Input rows -
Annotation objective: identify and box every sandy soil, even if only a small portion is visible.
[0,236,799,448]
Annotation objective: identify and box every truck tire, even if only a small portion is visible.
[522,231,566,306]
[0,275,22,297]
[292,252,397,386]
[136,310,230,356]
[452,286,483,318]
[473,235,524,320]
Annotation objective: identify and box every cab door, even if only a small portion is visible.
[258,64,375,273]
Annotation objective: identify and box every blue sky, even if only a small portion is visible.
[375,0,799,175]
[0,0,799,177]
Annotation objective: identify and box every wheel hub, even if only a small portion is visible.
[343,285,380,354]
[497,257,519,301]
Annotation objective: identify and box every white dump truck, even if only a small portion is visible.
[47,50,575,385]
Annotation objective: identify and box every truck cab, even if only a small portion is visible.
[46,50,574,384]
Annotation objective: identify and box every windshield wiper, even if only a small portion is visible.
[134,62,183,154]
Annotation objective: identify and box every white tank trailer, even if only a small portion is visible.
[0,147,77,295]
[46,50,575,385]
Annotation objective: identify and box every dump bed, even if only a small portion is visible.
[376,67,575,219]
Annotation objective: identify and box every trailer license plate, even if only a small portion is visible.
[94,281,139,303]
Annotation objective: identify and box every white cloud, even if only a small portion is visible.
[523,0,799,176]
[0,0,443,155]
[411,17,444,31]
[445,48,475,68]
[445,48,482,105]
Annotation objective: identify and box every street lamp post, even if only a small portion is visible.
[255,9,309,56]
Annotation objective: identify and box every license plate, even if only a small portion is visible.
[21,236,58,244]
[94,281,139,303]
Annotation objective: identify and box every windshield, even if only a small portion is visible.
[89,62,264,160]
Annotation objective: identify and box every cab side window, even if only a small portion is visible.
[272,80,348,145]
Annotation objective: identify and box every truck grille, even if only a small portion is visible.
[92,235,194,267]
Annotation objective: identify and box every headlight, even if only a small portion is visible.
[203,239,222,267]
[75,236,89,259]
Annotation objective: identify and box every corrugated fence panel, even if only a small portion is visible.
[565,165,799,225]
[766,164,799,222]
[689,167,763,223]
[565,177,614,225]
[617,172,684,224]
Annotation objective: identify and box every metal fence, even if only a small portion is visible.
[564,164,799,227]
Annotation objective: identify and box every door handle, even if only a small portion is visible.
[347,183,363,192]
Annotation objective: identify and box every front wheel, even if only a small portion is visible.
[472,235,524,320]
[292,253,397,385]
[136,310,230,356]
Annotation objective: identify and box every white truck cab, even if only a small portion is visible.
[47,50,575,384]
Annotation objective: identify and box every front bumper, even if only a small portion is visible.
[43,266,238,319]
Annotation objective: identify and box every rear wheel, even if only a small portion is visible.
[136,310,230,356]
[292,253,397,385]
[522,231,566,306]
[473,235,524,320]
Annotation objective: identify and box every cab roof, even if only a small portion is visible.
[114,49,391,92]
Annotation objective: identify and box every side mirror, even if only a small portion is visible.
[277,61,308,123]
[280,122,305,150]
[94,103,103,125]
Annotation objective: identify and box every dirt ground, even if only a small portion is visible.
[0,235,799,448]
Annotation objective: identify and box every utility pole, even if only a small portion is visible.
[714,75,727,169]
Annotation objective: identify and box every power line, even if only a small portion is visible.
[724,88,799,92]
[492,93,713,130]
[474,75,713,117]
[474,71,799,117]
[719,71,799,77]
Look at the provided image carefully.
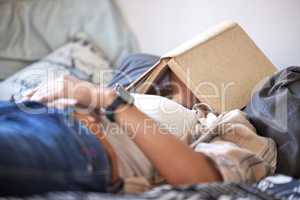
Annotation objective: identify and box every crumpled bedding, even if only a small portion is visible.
[1,175,300,200]
[0,39,113,101]
[0,0,137,80]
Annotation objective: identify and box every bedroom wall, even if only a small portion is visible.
[117,0,300,68]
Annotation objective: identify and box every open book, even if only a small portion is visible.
[128,22,277,113]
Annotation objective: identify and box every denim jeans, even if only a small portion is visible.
[0,102,111,196]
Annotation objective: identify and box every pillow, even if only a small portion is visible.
[0,39,112,100]
[0,0,136,79]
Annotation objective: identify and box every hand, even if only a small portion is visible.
[23,75,114,108]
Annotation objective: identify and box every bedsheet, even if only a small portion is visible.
[0,0,138,80]
[3,175,300,200]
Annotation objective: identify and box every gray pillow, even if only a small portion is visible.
[0,0,137,79]
[0,40,112,100]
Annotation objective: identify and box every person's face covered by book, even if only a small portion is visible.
[149,70,199,108]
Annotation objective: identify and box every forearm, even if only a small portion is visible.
[116,106,221,185]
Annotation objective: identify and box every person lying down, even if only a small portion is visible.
[0,76,277,195]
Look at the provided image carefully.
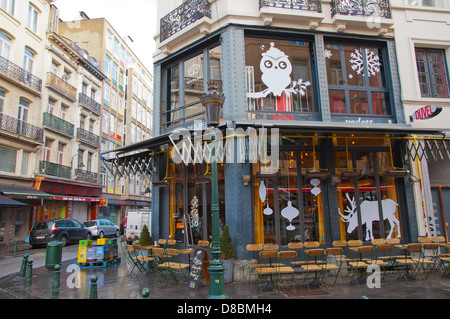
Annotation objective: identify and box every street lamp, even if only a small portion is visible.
[200,81,228,299]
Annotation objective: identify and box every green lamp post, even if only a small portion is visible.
[201,81,228,299]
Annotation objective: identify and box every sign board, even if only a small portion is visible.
[188,250,208,290]
[413,105,442,120]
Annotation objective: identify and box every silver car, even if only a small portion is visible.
[84,219,120,238]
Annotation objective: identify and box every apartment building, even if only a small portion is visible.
[391,0,450,238]
[102,0,449,272]
[59,13,153,222]
[0,0,50,243]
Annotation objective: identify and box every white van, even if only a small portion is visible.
[125,209,152,239]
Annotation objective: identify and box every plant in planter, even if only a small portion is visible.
[139,225,153,246]
[220,225,234,283]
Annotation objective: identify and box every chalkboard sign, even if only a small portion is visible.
[188,250,206,290]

What is expected - Rescale part of the items above. Begin at the line that contains "Annotation objective: identify and box every front wheel, even" and stop after the line that contains "[0,235,799,448]". Write out every line in that stretch again, requests included, and multiply each bounding-box coordinate by 0.25, rounding to whole numbers with halves rounded up.

Written answer -
Annotation objective: identify and box every front wheel, even if only a small portion is visible.
[118,59,131,80]
[73,63,99,96]
[34,78,58,89]
Annotation objective: identify and box every white truck cab, even if only a small portion is visible.
[12,13,144,96]
Annotation objective: identify and box every front bumper, even if only a small portion is visible.
[11,67,60,80]
Annotation objective: identify and box every rear wheel, even if only a small portion is visible.
[34,78,58,89]
[73,63,99,96]
[131,58,142,77]
[118,59,131,80]
Annotation objective: identify and box every cab roof, even if only a small portion is visible.
[29,12,98,23]
Annotation objective: identify and box every side mirror, even if only a small portion is visible.
[69,15,77,31]
[70,31,76,38]
[24,26,26,31]
Annotation objective: identify and box every dirt ground, even if only a small portion is visible.
[0,59,200,112]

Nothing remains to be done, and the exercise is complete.